▸ Written request a
Find every line in the rows that contains the word "Target" and copy each one out in full.

In fact, it's been six decades since Attenborough - back then a fresh-faced Cambridge graduate with a degree in natural sciences - entered the fledgling world of wildlife programming as a young producer on a documentary about the coelacanth, the so-called living fossil, dredged from the depths of the Indian Ocean. Fifty-eight years later - and jokes about "living fossils" aside - Attenborough, now 83, is back with Life. The grainy black and white flickering footage of TV's early days has been supplanted by wide-screen high-definition colour, but the audience sell is exactly the same, the wonders of the natural world captured in a way that only the most intrepid and persistent explorer could hope to witness.
Previous series have included The Blue Planet and Planet Earth, the latter described as "the most expensive documentary ever made". Life is billed as the "endless struggle to survive", but, as with all Attenborough documentaries, its viewers aren't really studying the the tag line. They are too busy gazing, slack-jawed, at the wildlife in their living room. The Venezuelan pebble toad features in the second episode of Life, which is devoted to reptiles and amphibians. Oreophrynella niger lives on a remote tabletop plateau in the Guinea highlands and took a week just to track down.

▸ Rows contained in a dataset

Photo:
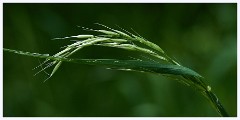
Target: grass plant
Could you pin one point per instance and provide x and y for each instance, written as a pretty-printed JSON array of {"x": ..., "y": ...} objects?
[{"x": 123, "y": 39}]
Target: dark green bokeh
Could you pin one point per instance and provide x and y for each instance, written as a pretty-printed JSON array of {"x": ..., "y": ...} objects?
[{"x": 200, "y": 36}]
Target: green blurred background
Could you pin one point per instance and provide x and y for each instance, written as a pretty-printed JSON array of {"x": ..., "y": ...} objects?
[{"x": 200, "y": 36}]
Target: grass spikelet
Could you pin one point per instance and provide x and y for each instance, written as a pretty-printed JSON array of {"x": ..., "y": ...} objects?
[{"x": 163, "y": 64}]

▸ Written request b
According to the excerpt on Attenborough's Life series, why does it matter little that the series is billed as the "endless struggle to survive"?

▸ Written solution a
Target: grass plant
Target: dark green bokeh
Target: green blurred background
Target: grass spikelet

▸ Written solution b
Viewers of Attenborough documentaries aren't really paying attention to the tag line. They are too busy gazing, slack-jawed, at the wildlife in their living rooms.